## Material to process
┌──

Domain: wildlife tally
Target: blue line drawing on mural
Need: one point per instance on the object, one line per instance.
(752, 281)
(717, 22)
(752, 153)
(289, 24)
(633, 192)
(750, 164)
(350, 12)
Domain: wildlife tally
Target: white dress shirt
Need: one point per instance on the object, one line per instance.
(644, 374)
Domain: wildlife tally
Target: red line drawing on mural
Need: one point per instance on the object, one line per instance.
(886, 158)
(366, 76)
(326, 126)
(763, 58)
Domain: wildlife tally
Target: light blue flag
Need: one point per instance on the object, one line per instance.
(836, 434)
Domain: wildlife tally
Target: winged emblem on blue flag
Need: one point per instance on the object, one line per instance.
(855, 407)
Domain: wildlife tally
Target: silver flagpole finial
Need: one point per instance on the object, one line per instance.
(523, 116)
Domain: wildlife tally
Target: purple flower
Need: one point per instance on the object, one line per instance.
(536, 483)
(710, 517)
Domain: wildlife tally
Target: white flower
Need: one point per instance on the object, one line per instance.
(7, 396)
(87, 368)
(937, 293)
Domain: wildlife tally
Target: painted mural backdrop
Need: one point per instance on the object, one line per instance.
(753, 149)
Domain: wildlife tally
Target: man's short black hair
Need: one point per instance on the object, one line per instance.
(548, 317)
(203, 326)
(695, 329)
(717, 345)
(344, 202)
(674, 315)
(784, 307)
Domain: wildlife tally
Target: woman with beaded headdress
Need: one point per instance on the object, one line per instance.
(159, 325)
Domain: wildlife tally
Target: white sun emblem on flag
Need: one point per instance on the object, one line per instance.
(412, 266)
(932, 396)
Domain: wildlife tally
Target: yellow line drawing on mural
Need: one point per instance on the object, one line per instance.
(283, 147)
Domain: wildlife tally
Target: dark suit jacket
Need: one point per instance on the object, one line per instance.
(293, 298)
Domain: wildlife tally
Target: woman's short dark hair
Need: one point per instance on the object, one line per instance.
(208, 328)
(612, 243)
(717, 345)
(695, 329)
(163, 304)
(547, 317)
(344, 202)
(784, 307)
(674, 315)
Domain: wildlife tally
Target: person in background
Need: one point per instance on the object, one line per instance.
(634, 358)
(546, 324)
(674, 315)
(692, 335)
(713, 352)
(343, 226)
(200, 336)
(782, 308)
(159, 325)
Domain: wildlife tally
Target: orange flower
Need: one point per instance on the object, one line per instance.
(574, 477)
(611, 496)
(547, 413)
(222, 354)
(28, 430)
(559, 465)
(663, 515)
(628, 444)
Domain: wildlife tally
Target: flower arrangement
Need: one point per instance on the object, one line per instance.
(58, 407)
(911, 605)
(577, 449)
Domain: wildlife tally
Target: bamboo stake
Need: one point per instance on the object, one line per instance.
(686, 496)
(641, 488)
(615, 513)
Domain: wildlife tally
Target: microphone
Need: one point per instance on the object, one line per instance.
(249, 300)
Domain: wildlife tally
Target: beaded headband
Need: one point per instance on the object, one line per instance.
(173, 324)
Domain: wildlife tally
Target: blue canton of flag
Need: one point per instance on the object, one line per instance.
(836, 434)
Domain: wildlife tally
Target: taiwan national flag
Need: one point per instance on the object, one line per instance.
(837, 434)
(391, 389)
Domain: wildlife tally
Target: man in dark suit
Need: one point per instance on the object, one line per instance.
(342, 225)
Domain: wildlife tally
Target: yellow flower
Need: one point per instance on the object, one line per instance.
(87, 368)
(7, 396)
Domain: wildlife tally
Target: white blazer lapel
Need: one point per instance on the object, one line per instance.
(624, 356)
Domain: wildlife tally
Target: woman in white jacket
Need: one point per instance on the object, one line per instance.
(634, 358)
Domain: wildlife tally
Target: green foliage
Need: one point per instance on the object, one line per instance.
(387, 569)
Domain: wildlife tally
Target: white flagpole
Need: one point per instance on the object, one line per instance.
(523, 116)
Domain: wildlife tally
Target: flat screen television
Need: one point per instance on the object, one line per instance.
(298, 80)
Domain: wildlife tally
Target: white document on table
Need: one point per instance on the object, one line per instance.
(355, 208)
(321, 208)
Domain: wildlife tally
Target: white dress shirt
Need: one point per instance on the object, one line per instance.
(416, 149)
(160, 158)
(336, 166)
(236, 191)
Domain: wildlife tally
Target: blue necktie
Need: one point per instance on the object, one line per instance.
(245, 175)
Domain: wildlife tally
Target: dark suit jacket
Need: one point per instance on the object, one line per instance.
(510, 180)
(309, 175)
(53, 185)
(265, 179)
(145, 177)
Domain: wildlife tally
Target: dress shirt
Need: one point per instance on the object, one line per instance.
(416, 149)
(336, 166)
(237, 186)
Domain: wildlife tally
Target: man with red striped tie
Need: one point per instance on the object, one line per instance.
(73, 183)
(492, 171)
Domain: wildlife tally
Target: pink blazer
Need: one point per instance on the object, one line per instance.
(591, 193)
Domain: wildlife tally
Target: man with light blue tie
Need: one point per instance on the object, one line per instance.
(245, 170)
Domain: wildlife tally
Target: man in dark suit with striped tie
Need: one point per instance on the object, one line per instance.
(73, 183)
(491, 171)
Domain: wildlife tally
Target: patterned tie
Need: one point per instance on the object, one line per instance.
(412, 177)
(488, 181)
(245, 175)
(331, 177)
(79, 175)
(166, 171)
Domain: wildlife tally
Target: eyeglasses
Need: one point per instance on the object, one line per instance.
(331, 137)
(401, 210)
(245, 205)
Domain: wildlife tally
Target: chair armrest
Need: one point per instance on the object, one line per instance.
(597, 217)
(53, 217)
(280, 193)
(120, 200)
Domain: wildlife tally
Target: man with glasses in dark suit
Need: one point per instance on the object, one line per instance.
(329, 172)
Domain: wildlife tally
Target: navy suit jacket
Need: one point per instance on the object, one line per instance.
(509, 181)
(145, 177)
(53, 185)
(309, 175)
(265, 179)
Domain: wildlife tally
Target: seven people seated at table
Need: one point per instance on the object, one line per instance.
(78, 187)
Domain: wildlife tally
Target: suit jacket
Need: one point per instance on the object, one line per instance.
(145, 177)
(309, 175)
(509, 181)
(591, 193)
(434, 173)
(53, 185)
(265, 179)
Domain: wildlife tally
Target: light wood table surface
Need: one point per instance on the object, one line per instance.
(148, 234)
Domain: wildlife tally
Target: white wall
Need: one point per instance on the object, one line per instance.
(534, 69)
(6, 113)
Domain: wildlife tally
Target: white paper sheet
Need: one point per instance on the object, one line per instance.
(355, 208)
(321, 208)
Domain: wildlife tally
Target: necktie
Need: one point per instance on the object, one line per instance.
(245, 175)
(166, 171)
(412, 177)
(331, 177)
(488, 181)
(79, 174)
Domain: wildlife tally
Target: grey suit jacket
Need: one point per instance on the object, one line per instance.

└──

## The problem
Restate the listing above word for word.

## Written solution
Domain: wildlife tally
Target: blue line drawing on mural
Need: one point per instance on the object, one line per instance.
(752, 281)
(717, 22)
(752, 153)
(289, 24)
(633, 192)
(750, 164)
(350, 12)
Domain: wildlife tally
Target: white dress shirt
Need: one point per instance on the object, one line per instance.
(644, 374)
Domain: wildlife tally
Target: red line drawing on mural
Need: one point per instance on the object, one line per instance.
(886, 158)
(366, 76)
(326, 126)
(763, 58)
Domain: wildlife tally
Target: light blue flag
Need: one point per instance on the object, one line per instance.
(836, 434)
Domain: wildlife tally
Target: winged emblem on blue flag
Need: one point per instance on the object, one line per instance.
(855, 407)
Domain: wildlife tally
Target: silver flagpole finial
Need: one point per instance on the object, one line per instance.
(523, 116)
Domain: wildlife tally
Target: purple flower
Need: one point per instance on the object, one line per instance.
(536, 483)
(710, 517)
Domain: wildlife tally
Target: white flower
Need: one point per instance on the object, one line per instance.
(7, 396)
(87, 368)
(937, 293)
Domain: wildlife tally
Target: painted mural backdrop
Need: one point per instance on the object, one line per instance.
(753, 149)
Domain: wildlife tally
Target: man's short black hair
Need: one point per instance on the object, one line per instance.
(548, 317)
(203, 326)
(695, 329)
(717, 345)
(344, 202)
(674, 315)
(784, 307)
Domain: wildlife tally
Target: woman with beaded headdress
Need: one point per instance on the object, one line per instance.
(159, 325)
Domain: wildlife tally
Target: white sun emblem on flag
Need: one point per instance on the object, one line per instance.
(412, 266)
(932, 396)
Domain: wildlife tally
Target: yellow line drawing on mural
Need: one point per instance on the object, one line per instance.
(283, 147)
Domain: wildlife tally
Target: dark suit jacket
Need: one point per instance on the object, one line per instance.
(293, 298)
Domain: wildlife tally
Target: woman's short dark hair
Need: one point per instance on the object, one line per instance.
(208, 328)
(612, 243)
(717, 345)
(695, 329)
(163, 304)
(547, 317)
(344, 202)
(784, 307)
(674, 315)
Domain: wildlife tally
Target: person in background
Need: one point per instance on the object, one line per instance.
(634, 358)
(546, 324)
(674, 315)
(692, 335)
(713, 352)
(343, 226)
(200, 336)
(782, 308)
(159, 325)
Domain: wildlife tally
Target: orange flower
Need: one point per instance on the object, one line per instance.
(574, 477)
(611, 496)
(547, 413)
(222, 354)
(28, 430)
(559, 465)
(663, 515)
(628, 444)
Domain: wildlife tally
Target: flower arrangement
Need: one point per instance on the object, one line per instance.
(58, 407)
(911, 605)
(577, 449)
Domain: wildlife tally
Target: bamboo stake
Need: one point per instance on the object, one line per instance.
(686, 496)
(641, 488)
(615, 513)
Domain: wildlife tally
Target: microphone
Need: one point per instance on the object, one line per instance.
(249, 300)
Domain: wildlife tally
Target: beaded headband
Need: one point per instance on the object, one line per instance.
(173, 324)
Domain: wildlife tally
Target: blue canton of flag
Need: one point per instance on the object, one line per instance.
(836, 434)
Domain: wildlife tally
Target: taiwan national flag
Need: one point per instance on the object, one line per instance.
(837, 434)
(391, 389)
Domain: wildlife tally
Target: man in dark suit
Need: one point per instance on the object, one line per instance.
(342, 225)
Domain: wildlife tally
Target: yellow flower
Need: one point per instance on the object, one line per instance.
(87, 368)
(7, 396)
Domain: wildlife tally
Target: white blazer lapel
Need: one point per instance on the object, one line per instance.
(624, 356)
Domain: wildlife tally
Target: woman in white jacket
Need: one point per instance on the object, one line per instance.
(634, 358)
Domain: wildlife tally
Target: green foliage
Need: one point per instance on the object, one line per instance.
(387, 569)
Domain: wildlife tally
Target: white flagpole
Need: one point per instance on the object, one line per instance.
(523, 116)
Domain: wildlife tally
Target: flat screen television
Need: one point per instance on the object, one line per instance.
(298, 80)
Domain: wildlife tally
Target: white document on table
Need: one point per instance on the object, one line per instance.
(355, 208)
(321, 208)
Domain: wildlife tally
Target: white dress shirt
Need: one point per instance on the object, one line per instance.
(416, 149)
(160, 158)
(336, 166)
(236, 191)
Domain: wildlife tally
Target: blue necktie
Need: one point per instance on the object, one line per instance.
(245, 175)
Domain: wildlife tally
Target: dark suit jacket
Need: one point per instance on the object, one line per instance.
(510, 180)
(309, 175)
(53, 185)
(265, 179)
(145, 177)
Domain: wildlife tally
Target: dress shirt
Need: one point per instance on the object, one line per instance.
(416, 149)
(336, 166)
(237, 186)
Domain: wildlife tally
Target: man with red striped tie
Need: one point per instance on the object, one line per instance.
(73, 183)
(492, 171)
Domain: wildlife tally
Target: pink blazer
Need: one point per instance on the object, one line per instance.
(591, 193)
Domain: wildlife tally
Target: man with light blue tie
Need: one point per instance on the object, one line per instance.
(245, 170)
Domain: wildlife tally
Target: man in dark suit with striped tie
Need: one point per instance on the object, one line per instance.
(73, 183)
(491, 171)
Domain: wildlife tally
Target: patterned tie
Need: one point per instance on the object, one line per instance.
(412, 177)
(488, 181)
(245, 175)
(331, 177)
(79, 175)
(166, 171)
Domain: wildlife tally
Target: eyeglasses
Need: one point per instance on the object, one line per instance.
(331, 137)
(401, 210)
(245, 205)
Domain: wildlife tally
Target: chair armrest
Need: one point per instance on the object, one line per instance.
(597, 217)
(53, 217)
(280, 193)
(120, 200)
Domain: wildlife tally
Target: man with glasses in dark suit
Need: one point per instance on the object, one line per instance.
(329, 172)
Domain: wildlife tally
Target: navy suit jacket
Need: one point per instance on the object, one line per instance.
(509, 181)
(145, 177)
(53, 185)
(309, 175)
(265, 179)
Domain: wildlife tally
Target: seven people seated at table
Need: one point per instance on the object, one line per instance.
(78, 187)
Domain: wildlife tally
Target: suit jacket
Need: one point per instance on the object, one line per instance.
(145, 177)
(309, 175)
(509, 181)
(591, 193)
(434, 173)
(53, 185)
(265, 179)
Domain: wildlife tally
Target: light wood table surface
Need: one point per instance on the object, one line per instance.
(148, 234)
Domain: wildlife tally
Target: white wall
Need: one point per instance on the object, one line per instance.
(534, 69)
(6, 113)
Domain: wildlife tally
Target: white paper sheet
Need: one point per instance on the object, one line per instance.
(355, 208)
(321, 208)
Domain: wildlife tally
Target: necktie
Need: one point per instance on the object, one line per instance.
(245, 175)
(166, 171)
(412, 177)
(331, 177)
(488, 181)
(79, 174)
Domain: wildlife tally
Target: grey suit jacket
Need: one point per instance on the object, one line per instance.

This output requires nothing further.